§ **EXERCISE DETAILS**: Begin at the line containing "Target: choppy sea" in the entries below and end at the line containing "each like [271,309]."; transcribe that range exactly and nothing outside it.

──────── GIVEN INFORMATION ────────

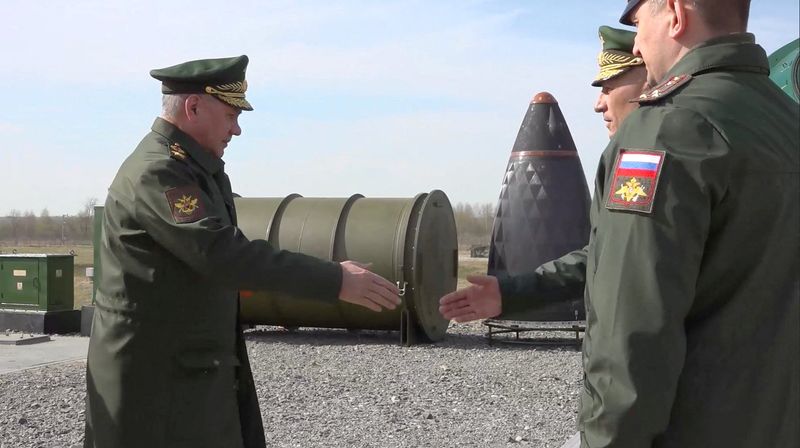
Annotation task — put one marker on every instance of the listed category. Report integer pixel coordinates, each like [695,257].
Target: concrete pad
[23,339]
[14,358]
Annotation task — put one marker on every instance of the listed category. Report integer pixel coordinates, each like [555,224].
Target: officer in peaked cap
[167,364]
[622,77]
[692,303]
[224,79]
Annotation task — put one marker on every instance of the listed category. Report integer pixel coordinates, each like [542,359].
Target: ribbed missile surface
[543,211]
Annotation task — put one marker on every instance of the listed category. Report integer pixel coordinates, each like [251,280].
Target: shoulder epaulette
[662,90]
[176,152]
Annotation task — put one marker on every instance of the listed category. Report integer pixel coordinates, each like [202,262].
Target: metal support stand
[496,327]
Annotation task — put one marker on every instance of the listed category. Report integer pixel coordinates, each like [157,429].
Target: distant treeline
[473,222]
[23,227]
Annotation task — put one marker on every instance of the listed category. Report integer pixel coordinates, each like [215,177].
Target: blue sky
[382,98]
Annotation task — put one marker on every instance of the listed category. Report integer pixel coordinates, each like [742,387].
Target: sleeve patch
[185,204]
[635,180]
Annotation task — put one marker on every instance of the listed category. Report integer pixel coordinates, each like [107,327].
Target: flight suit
[167,364]
[692,290]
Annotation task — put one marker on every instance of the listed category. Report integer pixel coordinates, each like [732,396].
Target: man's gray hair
[716,13]
[172,105]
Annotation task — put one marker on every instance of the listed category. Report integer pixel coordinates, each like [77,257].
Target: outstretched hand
[367,289]
[480,300]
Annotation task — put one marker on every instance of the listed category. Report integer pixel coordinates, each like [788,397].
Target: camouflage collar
[733,52]
[169,131]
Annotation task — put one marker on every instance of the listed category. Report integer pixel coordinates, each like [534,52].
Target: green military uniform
[167,364]
[693,300]
[692,290]
[565,278]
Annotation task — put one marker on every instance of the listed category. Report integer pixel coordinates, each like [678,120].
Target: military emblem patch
[176,152]
[635,180]
[185,204]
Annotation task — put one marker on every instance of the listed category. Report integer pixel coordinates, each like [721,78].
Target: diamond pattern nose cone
[543,210]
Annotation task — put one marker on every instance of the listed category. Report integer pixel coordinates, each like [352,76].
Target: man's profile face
[217,123]
[616,92]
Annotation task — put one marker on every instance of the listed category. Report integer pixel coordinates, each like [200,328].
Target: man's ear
[677,17]
[190,107]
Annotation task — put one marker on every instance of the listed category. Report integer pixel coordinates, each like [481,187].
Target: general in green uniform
[167,364]
[693,299]
[621,78]
[692,272]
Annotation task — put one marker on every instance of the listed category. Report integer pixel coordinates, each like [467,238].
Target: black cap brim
[625,18]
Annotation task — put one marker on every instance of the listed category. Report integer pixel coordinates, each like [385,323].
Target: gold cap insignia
[231,94]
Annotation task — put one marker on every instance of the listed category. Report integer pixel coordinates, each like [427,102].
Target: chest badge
[635,180]
[185,204]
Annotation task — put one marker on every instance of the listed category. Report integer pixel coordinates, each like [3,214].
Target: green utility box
[37,282]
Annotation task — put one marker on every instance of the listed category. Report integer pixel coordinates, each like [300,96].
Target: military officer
[622,77]
[167,363]
[693,296]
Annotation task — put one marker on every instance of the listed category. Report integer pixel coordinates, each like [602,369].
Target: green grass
[84,258]
[470,266]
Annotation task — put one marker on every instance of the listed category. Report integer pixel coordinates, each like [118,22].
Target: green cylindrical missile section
[410,241]
[784,67]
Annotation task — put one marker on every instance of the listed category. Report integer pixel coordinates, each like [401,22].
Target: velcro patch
[185,204]
[635,180]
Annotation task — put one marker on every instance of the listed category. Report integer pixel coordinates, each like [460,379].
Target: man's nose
[600,104]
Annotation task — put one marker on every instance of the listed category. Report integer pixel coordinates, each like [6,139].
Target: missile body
[543,210]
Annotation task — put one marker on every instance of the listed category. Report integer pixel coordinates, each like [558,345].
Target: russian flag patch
[635,179]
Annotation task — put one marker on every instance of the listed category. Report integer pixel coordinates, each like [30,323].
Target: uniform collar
[732,52]
[171,132]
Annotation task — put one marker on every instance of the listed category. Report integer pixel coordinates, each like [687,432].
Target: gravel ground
[332,388]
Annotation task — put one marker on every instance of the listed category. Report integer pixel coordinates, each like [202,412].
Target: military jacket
[167,365]
[693,299]
[692,290]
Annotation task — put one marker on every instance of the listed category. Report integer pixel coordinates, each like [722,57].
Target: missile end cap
[543,98]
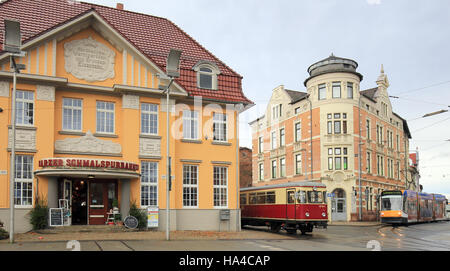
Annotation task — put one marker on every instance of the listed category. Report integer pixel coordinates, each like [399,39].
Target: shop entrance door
[79,202]
[101,197]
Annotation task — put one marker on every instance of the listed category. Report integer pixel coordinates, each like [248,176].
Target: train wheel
[291,231]
[275,227]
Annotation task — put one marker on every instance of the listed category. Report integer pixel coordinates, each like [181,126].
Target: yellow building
[91,118]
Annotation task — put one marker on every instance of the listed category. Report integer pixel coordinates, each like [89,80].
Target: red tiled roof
[153,36]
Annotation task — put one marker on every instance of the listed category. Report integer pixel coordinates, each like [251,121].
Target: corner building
[314,135]
[91,118]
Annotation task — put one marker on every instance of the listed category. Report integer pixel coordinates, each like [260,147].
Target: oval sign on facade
[131,222]
[89,60]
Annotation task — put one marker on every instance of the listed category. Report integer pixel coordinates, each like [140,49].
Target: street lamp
[12,43]
[172,72]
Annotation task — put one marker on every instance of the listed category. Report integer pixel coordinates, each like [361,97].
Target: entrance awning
[88,173]
[88,168]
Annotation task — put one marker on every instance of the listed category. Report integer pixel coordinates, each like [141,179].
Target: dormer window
[206,74]
[205,78]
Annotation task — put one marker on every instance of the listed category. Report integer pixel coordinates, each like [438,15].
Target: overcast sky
[272,43]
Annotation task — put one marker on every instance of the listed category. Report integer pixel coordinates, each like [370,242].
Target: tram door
[338,206]
[290,204]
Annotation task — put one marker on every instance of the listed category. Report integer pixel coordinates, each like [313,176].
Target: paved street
[418,237]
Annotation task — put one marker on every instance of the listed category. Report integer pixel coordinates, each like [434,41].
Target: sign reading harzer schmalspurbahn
[87,163]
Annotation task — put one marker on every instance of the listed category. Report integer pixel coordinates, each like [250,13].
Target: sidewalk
[355,223]
[104,233]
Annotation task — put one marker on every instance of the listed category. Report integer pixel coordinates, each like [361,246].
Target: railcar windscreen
[389,203]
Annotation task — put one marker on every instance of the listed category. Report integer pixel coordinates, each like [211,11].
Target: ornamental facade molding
[87,144]
[89,60]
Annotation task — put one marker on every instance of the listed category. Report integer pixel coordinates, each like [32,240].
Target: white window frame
[25,102]
[220,127]
[273,169]
[191,118]
[191,184]
[282,137]
[149,179]
[72,108]
[215,71]
[261,171]
[298,132]
[149,110]
[298,163]
[276,111]
[220,186]
[105,112]
[260,144]
[282,167]
[273,140]
[322,96]
[349,90]
[19,170]
[334,87]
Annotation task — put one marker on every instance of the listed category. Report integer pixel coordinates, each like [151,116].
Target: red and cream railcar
[292,206]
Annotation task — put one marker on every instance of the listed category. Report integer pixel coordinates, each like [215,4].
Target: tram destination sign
[87,163]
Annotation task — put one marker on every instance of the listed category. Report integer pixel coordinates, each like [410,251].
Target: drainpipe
[238,217]
[359,159]
[310,134]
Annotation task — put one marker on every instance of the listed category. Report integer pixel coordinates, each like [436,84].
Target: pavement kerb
[355,224]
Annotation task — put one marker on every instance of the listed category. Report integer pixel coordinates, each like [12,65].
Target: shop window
[220,186]
[23,181]
[190,186]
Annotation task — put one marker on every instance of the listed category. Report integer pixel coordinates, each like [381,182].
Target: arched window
[206,74]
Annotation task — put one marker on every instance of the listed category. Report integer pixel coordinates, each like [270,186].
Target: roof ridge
[174,24]
[201,46]
[121,10]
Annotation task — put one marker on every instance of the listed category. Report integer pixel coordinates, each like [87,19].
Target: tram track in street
[405,240]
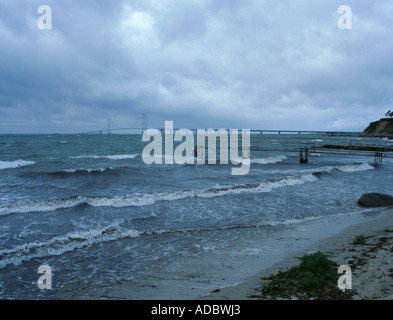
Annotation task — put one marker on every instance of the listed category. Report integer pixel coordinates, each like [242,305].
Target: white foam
[64,243]
[110,157]
[269,160]
[142,199]
[15,164]
[87,170]
[355,167]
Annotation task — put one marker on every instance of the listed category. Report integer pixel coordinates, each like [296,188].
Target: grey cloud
[256,64]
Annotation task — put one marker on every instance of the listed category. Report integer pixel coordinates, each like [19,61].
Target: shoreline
[371,263]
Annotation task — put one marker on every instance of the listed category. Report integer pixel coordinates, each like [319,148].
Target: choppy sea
[92,210]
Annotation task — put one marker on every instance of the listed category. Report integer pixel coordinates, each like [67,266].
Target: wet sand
[371,264]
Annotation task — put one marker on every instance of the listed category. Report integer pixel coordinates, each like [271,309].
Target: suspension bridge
[303,142]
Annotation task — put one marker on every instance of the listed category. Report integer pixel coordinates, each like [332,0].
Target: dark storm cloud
[241,64]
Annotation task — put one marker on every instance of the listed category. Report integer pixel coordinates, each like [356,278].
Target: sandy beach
[371,263]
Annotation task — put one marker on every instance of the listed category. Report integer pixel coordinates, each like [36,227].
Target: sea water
[88,207]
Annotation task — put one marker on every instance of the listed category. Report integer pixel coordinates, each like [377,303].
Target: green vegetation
[314,278]
[359,240]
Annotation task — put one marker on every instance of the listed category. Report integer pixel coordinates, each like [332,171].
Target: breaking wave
[269,160]
[143,199]
[110,157]
[15,164]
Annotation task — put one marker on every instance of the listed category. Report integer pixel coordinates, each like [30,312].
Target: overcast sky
[245,64]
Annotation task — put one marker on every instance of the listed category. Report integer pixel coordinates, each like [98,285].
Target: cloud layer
[201,63]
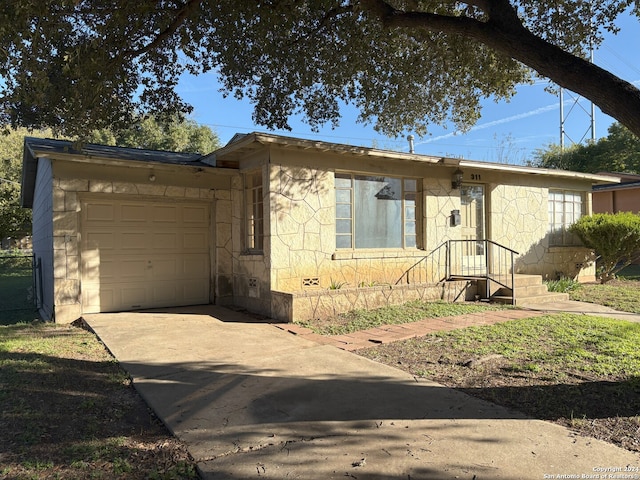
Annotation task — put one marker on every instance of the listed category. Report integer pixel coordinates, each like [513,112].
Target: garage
[143,253]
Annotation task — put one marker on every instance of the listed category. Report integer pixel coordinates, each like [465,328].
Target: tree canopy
[146,132]
[77,65]
[619,152]
[14,221]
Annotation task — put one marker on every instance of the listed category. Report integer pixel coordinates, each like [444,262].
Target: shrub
[562,285]
[614,237]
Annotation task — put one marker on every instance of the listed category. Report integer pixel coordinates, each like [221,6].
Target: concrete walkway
[253,401]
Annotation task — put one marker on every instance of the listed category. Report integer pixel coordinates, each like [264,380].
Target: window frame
[346,212]
[254,213]
[558,231]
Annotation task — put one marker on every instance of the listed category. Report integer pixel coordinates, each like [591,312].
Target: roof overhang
[35,148]
[519,169]
[242,145]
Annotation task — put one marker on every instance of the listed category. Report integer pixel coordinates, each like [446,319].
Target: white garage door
[141,254]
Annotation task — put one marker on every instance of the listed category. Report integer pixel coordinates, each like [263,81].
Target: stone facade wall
[66,225]
[519,220]
[439,201]
[302,226]
[301,306]
[302,242]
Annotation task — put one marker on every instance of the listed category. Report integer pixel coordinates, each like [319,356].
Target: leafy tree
[147,132]
[15,221]
[618,152]
[177,135]
[614,237]
[77,65]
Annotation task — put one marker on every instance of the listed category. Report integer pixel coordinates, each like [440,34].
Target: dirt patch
[603,407]
[71,412]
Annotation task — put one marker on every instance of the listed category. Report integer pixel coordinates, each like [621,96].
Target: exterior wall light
[456,180]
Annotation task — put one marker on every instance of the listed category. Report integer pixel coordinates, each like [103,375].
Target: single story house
[290,228]
[618,197]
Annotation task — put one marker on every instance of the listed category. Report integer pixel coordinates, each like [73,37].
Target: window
[254,212]
[565,207]
[376,212]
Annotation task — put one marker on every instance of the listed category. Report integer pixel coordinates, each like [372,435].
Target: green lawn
[394,314]
[623,295]
[16,290]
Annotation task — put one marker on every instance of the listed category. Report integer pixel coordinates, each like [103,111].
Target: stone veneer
[301,306]
[66,225]
[519,220]
[302,249]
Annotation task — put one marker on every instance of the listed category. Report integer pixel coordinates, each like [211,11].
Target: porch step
[529,300]
[529,290]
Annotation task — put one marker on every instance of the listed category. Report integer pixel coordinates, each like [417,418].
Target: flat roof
[242,144]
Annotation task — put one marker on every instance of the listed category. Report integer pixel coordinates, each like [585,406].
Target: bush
[614,237]
[563,285]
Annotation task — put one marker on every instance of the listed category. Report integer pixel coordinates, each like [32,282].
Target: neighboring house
[620,197]
[272,223]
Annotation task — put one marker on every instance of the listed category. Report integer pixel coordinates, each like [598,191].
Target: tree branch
[504,33]
[179,19]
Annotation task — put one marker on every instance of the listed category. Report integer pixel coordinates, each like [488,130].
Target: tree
[618,152]
[176,135]
[147,132]
[83,64]
[614,237]
[15,221]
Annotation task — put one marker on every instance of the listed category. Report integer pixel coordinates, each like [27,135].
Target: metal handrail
[495,263]
[428,268]
[489,263]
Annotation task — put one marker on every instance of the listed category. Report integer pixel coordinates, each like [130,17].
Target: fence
[18,291]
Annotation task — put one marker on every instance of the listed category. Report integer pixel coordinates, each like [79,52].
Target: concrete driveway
[252,401]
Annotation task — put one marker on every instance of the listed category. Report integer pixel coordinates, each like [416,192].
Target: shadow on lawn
[599,399]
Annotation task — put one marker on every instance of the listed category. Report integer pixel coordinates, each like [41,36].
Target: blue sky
[507,131]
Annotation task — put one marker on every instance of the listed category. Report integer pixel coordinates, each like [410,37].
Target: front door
[473,228]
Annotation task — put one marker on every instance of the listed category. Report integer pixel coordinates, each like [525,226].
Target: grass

────────

§ **RESULT FOR THIS TASK**:
Target: choppy sea
[92,210]
Annotation task — put one marker on every instance of the listed category. Report integer pixel coordinates, each like [67,266].
Target: wet sand
[371,264]
Annotation task — put one marker on every instance of the listed category. Report integer pixel coordinates, each like [271,309].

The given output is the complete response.